• [Task prompt]
Copy out the records so that each line matches the original.

[Stored dataset items]
* * *

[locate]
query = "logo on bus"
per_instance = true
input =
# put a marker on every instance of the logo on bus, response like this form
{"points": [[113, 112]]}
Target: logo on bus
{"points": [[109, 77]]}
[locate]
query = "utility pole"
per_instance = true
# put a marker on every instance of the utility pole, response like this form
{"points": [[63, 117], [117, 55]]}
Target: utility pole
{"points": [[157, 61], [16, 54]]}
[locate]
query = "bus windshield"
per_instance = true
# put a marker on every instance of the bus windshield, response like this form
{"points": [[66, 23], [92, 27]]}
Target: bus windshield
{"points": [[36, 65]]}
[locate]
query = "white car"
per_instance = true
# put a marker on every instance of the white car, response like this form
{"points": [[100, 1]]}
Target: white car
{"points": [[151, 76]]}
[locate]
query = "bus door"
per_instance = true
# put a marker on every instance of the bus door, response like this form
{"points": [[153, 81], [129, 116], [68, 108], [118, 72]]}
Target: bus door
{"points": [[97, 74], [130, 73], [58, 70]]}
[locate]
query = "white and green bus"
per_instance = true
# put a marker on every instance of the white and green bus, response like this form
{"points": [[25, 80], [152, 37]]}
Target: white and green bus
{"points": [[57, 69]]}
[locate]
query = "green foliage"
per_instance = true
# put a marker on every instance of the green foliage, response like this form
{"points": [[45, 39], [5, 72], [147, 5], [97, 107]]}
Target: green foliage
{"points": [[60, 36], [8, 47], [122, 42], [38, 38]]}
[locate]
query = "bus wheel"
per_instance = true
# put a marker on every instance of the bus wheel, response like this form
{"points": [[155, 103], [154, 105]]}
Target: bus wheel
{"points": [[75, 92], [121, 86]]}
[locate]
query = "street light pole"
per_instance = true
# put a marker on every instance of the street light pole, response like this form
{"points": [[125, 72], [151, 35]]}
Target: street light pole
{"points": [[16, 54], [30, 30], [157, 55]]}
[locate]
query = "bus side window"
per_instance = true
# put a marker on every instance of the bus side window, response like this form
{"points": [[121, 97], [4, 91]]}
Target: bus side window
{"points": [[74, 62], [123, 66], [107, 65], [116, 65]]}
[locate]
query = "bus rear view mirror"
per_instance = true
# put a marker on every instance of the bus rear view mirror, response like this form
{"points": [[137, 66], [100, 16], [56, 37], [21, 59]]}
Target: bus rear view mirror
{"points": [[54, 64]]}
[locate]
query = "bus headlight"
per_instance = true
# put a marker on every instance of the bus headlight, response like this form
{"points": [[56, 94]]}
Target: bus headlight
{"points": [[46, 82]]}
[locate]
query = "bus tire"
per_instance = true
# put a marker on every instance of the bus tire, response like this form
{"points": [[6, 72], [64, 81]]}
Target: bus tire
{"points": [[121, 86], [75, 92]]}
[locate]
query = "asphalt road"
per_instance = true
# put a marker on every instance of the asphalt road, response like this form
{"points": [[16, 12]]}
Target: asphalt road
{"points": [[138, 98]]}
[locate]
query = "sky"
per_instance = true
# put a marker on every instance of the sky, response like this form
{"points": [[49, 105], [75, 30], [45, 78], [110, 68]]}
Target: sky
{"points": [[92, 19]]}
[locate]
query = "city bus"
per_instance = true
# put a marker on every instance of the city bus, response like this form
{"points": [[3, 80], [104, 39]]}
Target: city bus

* * *

• [Output below]
[locate]
query = "logo on bus"
per_instance = true
input =
# put a marker on every instance of the logo on bus, response like this form
{"points": [[113, 112]]}
Target: logo on bus
{"points": [[109, 77]]}
[locate]
query = "utility pole"
per_instance = true
# put a marker on every instance of the utility pole, response like this form
{"points": [[63, 117], [117, 55]]}
Target: utility pole
{"points": [[157, 61], [16, 54]]}
[locate]
query = "bus windshield"
per_instance = true
# put a marker on every instance of the bus windshield, response like this form
{"points": [[66, 23], [92, 27]]}
Target: bus windshield
{"points": [[36, 65]]}
[locate]
query = "white car"
per_instance = true
# put a marker on every instance of the white car, response like this form
{"points": [[100, 1]]}
Target: white car
{"points": [[151, 76]]}
[locate]
query = "bus door"
per_instance = true
# put a marker on every instance of the bus door, response like this form
{"points": [[153, 81], [129, 116], [68, 108], [118, 72]]}
Target: bus door
{"points": [[97, 74], [130, 73], [58, 70]]}
[locate]
query = "white and green bus"
per_instance = true
# put a marker on every instance of the white and green bus, response like this form
{"points": [[25, 80], [152, 37]]}
Target: white and green bus
{"points": [[57, 69]]}
[locate]
query = "green foliage"
per_instance = true
# put a marker on every instance of the green foliage, response like this form
{"points": [[45, 39], [5, 72], [147, 5], [97, 107]]}
Target: green foliage
{"points": [[60, 36], [8, 47], [122, 42], [38, 38]]}
[locate]
query = "bus wheel"
per_instance = true
# put a marker on every instance of the bus wheel, response like this form
{"points": [[155, 103], [154, 105]]}
Target: bus wheel
{"points": [[75, 92], [121, 86]]}
[locate]
query = "street light pole"
per_instance = true
# put a marker on every instance of the street light pole, response like this form
{"points": [[125, 72], [151, 35]]}
Target: street light pole
{"points": [[16, 54], [30, 30], [157, 55]]}
[locate]
query = "bus side window"
per_instance = true
# put a marker on every instance of the bus side window, response like this form
{"points": [[121, 97], [4, 91]]}
Target: bus side window
{"points": [[74, 62], [123, 66], [107, 65], [116, 65]]}
[locate]
query = "bus rear view mirror"
per_instance = true
# put a marker on every instance of the bus rear view mirror, response like this form
{"points": [[137, 66], [100, 16], [56, 37], [21, 59]]}
Target: bus rear view mirror
{"points": [[54, 64]]}
[locate]
query = "bus headlight"
per_instance = true
# put a marker on every instance of the bus headlight, response like this form
{"points": [[56, 94]]}
Target: bus headlight
{"points": [[46, 82]]}
[locate]
query = "bus tire"
per_instance = true
# put a marker on every instance of the bus tire, response like this form
{"points": [[6, 72], [64, 81]]}
Target: bus tire
{"points": [[121, 86], [75, 92]]}
[locate]
query = "asphalt road"
per_instance = true
# put a marker on every instance of the asphalt road, response like this form
{"points": [[16, 12]]}
Target: asphalt road
{"points": [[138, 98]]}
[locate]
query = "sky"
per_instance = true
# put a marker on every instance of the sky, response like this form
{"points": [[49, 105], [75, 30], [45, 78], [110, 68]]}
Target: sky
{"points": [[92, 19]]}
[locate]
query = "city bus"
per_instance = true
# put a marker on every instance of the city bus, response like this form
{"points": [[3, 80], [104, 39]]}
Target: city bus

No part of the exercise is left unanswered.